Problem to work on – Reproduce all records word for word.

>>>

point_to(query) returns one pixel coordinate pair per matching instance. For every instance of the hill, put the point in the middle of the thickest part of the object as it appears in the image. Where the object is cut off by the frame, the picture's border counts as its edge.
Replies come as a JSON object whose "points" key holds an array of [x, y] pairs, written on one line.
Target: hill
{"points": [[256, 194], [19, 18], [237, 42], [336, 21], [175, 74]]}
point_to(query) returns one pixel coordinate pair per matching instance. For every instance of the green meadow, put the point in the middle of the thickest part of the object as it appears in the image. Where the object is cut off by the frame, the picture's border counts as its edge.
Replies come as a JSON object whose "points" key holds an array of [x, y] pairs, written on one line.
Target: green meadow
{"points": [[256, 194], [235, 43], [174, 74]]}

<<<

Solved problem –
point_to(query) returns one pixel coordinate pair per matching instance. For every instance of the hill, put the point in the middle of the thickest part of the object as it appears in the image. Where the object is cut off by the frame, the picture's border counts as its edge.
Replies come as a JSON object whose "points" key holds an array of [x, y] pairs, written on one line.
Target: hill
{"points": [[256, 194], [19, 18], [237, 42], [336, 21], [175, 74]]}
point_to(query) returns one pixel coordinate pair per matching instance. For every instance of the green meadow, put the point in the middle of the thickest part of the object as it appears in the image. Where the object is cut off by the frame, the picture's border counts as its edge.
Replies come as a JSON object whose "points" key holds an array of [x, y] pairs, written on one line.
Target: green meadow
{"points": [[256, 194], [235, 43], [174, 74]]}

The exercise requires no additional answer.